(Data items)
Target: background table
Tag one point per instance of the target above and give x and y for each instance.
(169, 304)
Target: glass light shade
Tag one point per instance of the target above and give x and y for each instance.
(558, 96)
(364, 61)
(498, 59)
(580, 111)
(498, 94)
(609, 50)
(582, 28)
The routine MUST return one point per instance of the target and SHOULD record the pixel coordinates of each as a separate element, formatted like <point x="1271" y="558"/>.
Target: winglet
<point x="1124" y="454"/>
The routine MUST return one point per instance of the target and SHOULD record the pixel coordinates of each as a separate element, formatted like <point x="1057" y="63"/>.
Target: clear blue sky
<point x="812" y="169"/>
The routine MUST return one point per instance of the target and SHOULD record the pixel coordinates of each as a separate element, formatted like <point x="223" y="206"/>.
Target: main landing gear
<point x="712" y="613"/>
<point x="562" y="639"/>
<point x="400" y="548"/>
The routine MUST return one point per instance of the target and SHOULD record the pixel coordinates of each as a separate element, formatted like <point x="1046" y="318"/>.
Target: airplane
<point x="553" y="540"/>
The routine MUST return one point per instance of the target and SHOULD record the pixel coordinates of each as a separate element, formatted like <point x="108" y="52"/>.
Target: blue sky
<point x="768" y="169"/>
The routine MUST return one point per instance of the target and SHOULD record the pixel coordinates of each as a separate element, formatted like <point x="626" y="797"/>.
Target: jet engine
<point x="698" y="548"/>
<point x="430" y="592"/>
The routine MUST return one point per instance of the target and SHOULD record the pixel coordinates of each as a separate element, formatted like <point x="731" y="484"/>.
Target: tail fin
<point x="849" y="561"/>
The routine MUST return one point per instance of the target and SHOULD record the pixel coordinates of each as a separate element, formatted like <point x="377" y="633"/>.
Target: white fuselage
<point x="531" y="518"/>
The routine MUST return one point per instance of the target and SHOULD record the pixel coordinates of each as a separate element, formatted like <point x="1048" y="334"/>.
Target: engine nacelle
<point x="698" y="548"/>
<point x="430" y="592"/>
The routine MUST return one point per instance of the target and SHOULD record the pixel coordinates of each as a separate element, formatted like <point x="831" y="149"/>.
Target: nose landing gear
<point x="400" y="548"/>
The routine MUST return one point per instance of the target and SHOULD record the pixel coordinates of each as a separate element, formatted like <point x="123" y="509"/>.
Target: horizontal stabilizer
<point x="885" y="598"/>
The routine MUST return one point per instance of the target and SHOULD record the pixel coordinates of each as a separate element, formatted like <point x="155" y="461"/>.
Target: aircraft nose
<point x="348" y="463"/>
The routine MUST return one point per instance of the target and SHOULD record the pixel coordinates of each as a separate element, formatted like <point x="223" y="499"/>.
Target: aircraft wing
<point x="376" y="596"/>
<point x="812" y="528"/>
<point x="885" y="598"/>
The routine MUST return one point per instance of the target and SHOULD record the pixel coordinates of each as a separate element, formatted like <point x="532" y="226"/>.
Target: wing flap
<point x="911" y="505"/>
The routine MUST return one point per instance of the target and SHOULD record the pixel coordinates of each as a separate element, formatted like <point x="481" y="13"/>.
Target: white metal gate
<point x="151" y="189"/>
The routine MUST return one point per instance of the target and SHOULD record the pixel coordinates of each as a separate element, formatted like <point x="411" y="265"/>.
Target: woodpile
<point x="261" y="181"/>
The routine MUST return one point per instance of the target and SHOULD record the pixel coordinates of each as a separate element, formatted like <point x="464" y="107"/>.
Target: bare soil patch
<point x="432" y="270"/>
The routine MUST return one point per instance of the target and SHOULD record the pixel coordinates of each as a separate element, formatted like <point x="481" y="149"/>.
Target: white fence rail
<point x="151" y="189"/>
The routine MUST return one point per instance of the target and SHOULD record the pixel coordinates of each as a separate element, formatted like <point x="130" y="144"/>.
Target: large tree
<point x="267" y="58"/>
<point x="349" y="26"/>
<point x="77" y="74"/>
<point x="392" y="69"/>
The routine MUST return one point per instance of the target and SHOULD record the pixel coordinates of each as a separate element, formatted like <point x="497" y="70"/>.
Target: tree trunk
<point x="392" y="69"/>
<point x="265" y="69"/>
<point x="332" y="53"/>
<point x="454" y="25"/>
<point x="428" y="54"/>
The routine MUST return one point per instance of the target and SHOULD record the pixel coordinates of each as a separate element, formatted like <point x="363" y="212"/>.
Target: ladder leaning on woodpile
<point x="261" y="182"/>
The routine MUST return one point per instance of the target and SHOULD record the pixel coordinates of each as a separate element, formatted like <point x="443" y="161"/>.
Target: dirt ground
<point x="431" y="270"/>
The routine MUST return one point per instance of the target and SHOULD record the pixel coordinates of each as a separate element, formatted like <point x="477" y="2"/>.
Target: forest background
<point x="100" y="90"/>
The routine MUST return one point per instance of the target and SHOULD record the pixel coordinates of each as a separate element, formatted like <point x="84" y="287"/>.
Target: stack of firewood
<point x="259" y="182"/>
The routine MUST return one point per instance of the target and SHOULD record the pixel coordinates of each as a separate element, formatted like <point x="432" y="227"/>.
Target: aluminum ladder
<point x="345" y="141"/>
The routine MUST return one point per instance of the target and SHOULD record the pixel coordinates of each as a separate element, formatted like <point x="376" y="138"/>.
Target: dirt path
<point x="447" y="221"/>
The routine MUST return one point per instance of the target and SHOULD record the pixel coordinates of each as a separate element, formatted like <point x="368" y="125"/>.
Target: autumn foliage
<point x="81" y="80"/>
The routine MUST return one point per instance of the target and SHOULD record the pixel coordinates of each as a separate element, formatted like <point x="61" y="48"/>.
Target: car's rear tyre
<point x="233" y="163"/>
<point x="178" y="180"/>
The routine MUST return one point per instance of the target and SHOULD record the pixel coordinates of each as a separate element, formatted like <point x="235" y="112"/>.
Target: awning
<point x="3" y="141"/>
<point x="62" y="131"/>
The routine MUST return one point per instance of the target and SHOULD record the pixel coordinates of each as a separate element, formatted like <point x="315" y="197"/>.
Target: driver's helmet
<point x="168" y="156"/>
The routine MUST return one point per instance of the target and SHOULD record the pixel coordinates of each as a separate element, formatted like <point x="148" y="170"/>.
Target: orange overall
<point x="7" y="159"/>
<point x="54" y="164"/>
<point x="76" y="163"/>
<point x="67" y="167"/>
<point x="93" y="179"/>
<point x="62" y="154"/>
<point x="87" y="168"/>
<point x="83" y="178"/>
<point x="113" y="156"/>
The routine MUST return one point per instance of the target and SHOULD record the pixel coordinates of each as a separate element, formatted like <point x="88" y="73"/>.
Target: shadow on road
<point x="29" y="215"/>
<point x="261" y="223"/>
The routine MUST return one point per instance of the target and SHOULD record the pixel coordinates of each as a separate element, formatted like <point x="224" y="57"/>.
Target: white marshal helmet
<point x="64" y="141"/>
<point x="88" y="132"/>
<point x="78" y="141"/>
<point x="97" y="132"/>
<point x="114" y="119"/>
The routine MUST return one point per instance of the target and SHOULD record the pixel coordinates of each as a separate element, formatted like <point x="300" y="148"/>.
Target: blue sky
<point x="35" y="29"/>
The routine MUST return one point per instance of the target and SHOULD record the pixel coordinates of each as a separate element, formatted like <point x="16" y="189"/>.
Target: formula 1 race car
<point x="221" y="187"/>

JOB:
Copy out the whole listing exactly.

TASK RESULT:
Target: background table
Tag one point per instance of the target above and give x and y for each instance.
(169, 304)
Target: glass light shade
Tag one point per instance of the target above and give x and y for each instance.
(558, 96)
(364, 61)
(498, 59)
(580, 111)
(498, 94)
(609, 50)
(582, 28)
The routine MUST return one point per instance of the target and SHOULD record the pixel coordinates of each as a separate element, formatted like <point x="1271" y="558"/>.
Target: winglet
<point x="1124" y="454"/>
The routine MUST return one point per instance of the target and SHOULD record the pixel coordinates of each as a separate element, formatted like <point x="1057" y="63"/>.
Target: clear blue sky
<point x="812" y="169"/>
The routine MUST return one point per instance of the target and SHOULD record the pixel coordinates of each as a separate element, formatted like <point x="223" y="206"/>.
Target: main landing gear
<point x="712" y="613"/>
<point x="562" y="639"/>
<point x="400" y="548"/>
The routine MUST return one point per instance of the target and SHOULD record the pixel coordinates of each as a separate element, formatted like <point x="1046" y="318"/>.
Target: airplane
<point x="553" y="540"/>
The routine MUST return one point per instance of the target and SHOULD record the pixel coordinates of each as a separate element, formatted like <point x="108" y="52"/>.
Target: blue sky
<point x="768" y="169"/>
The routine MUST return one point per instance of the target and SHOULD record the pixel coordinates of each as a separate element, formatted like <point x="626" y="797"/>.
Target: jet engine
<point x="698" y="548"/>
<point x="430" y="592"/>
The routine MUST return one point per instance of the target and SHOULD record the pixel coordinates of each as a separate element, formatted like <point x="731" y="484"/>.
Target: tail fin
<point x="849" y="561"/>
The routine MUST return one point per instance of the target and SHOULD record the pixel coordinates of each as a separate element, formatted like <point x="377" y="633"/>.
Target: white fuselage
<point x="531" y="518"/>
The routine MUST return one point per instance of the target and SHOULD record the pixel coordinates of each as a separate element, formatted like <point x="1048" y="334"/>.
Target: engine nacelle
<point x="698" y="548"/>
<point x="430" y="592"/>
The routine MUST return one point per instance of the target and SHOULD record the pixel coordinates of each as a separate element, formatted like <point x="831" y="149"/>.
Target: nose landing gear
<point x="400" y="548"/>
The routine MUST return one point per instance of the target and SHOULD record the pixel coordinates of each as a separate element, formatted like <point x="123" y="509"/>.
Target: horizontal stabilizer
<point x="885" y="598"/>
The routine MUST return one point per instance of the target and SHOULD record the pixel coordinates of each as a separate element, formatted like <point x="155" y="461"/>.
Target: aircraft nose
<point x="348" y="463"/>
The routine MUST return one point per instance of the target and SHOULD record the pixel coordinates of each as a separate element, formatted like <point x="223" y="499"/>.
Target: aircraft wing
<point x="376" y="596"/>
<point x="812" y="528"/>
<point x="885" y="598"/>
The routine MUST return one point per instance of the target and SHOULD record the pixel coordinates of each as a separate element, formatted like <point x="532" y="226"/>.
Target: wing flap
<point x="911" y="505"/>
The routine MUST return one point per instance of the target and SHOULD record the pixel coordinates of each as a separate element, formatted like <point x="481" y="13"/>.
Target: white metal gate
<point x="151" y="189"/>
The routine MUST return one point per instance of the target and SHOULD record the pixel coordinates of each as a separate element, formatted like <point x="411" y="265"/>.
Target: woodpile
<point x="261" y="181"/>
The routine MUST return one point per instance of the target and SHOULD record the pixel coordinates of each as a separate element, formatted like <point x="464" y="107"/>.
Target: bare soil patch
<point x="432" y="270"/>
The routine MUST return one point per instance of the target and SHOULD record the pixel coordinates of each as a separate element, formatted like <point x="481" y="149"/>.
Target: white fence rail
<point x="151" y="189"/>
The routine MUST return one point per instance of the target and SHOULD record the pixel coordinates of each as a separate element, formatted like <point x="130" y="144"/>.
Target: large tree
<point x="267" y="58"/>
<point x="349" y="26"/>
<point x="77" y="74"/>
<point x="392" y="69"/>
The routine MUST return one point per instance of the target and SHOULD record the pixel coordinates of each as a separate element, formatted like <point x="497" y="70"/>.
Target: tree trunk
<point x="392" y="69"/>
<point x="265" y="69"/>
<point x="332" y="53"/>
<point x="454" y="25"/>
<point x="428" y="54"/>
The routine MUST return one point per instance of the target and SHOULD record the pixel coordinates of each as a separate element, formatted like <point x="363" y="212"/>.
Target: ladder leaning on woodpile
<point x="261" y="182"/>
The routine MUST return one point per instance of the target and SHOULD record the pixel coordinates of each as a separate element, formatted like <point x="443" y="161"/>.
Target: dirt ground
<point x="431" y="270"/>
The routine MUST return one point per instance of the target and SHOULD record the pixel coordinates of each as a separate element, formatted like <point x="477" y="2"/>.
Target: forest background
<point x="100" y="90"/>
The routine MUST return one point per instance of the target and SHOULD record the pixel coordinates of each as a separate element, formatted like <point x="84" y="287"/>.
Target: stack of firewood
<point x="259" y="182"/>
The routine MUST return one point per instance of the target and SHOULD record the pixel coordinates of each as a separate element, formatted like <point x="432" y="227"/>.
Target: aluminum ladder
<point x="345" y="141"/>
The routine MUST return one point per instance of the target and SHOULD record the pixel coordinates of each as a separate element, formatted like <point x="376" y="138"/>.
Target: dirt path
<point x="447" y="221"/>
The routine MUST return one point per instance of the target and SHOULD record the pixel coordinates of each as a separate element, formatted like <point x="368" y="125"/>.
Target: autumn foliage
<point x="81" y="80"/>
The routine MUST return one point per instance of the target and SHOULD record the pixel coordinates of each as a separate element, formatted like <point x="61" y="48"/>.
Target: car's rear tyre
<point x="233" y="163"/>
<point x="178" y="180"/>
The routine MUST return one point per instance of the target and SHOULD record the pixel coordinates of each as a separate element, formatted like <point x="235" y="112"/>.
Target: awning
<point x="3" y="141"/>
<point x="62" y="131"/>
The routine MUST return one point per instance of the target and SHOULD record the pixel coordinates of each as a separate element, formatted like <point x="315" y="197"/>.
Target: driver's helmet
<point x="168" y="156"/>
The routine MUST return one point per instance of the target and SHOULD record the pixel coordinates of each as a separate element, formatted like <point x="148" y="170"/>.
Target: orange overall
<point x="7" y="159"/>
<point x="54" y="164"/>
<point x="76" y="163"/>
<point x="67" y="167"/>
<point x="93" y="179"/>
<point x="62" y="154"/>
<point x="87" y="168"/>
<point x="83" y="178"/>
<point x="113" y="156"/>
The routine MUST return one point per instance of the target and SHOULD record the pixel coordinates of each as a separate element, formatted like <point x="88" y="73"/>.
Target: shadow on road
<point x="29" y="215"/>
<point x="261" y="223"/>
The routine MUST return one point per instance of the target and SHOULD record the pixel coordinates of each as a separate element, formatted like <point x="224" y="57"/>.
Target: white marshal helmet
<point x="64" y="141"/>
<point x="88" y="132"/>
<point x="78" y="141"/>
<point x="97" y="132"/>
<point x="114" y="119"/>
The routine MUST return one point per instance of the target and SHOULD record the pixel coordinates of each as a separate element, formatted like <point x="300" y="148"/>.
Target: blue sky
<point x="35" y="29"/>
The routine MUST return one point per instance of the target and SHOULD record the pixel coordinates of each as a separate element, formatted like <point x="16" y="189"/>.
Target: formula 1 race car
<point x="221" y="187"/>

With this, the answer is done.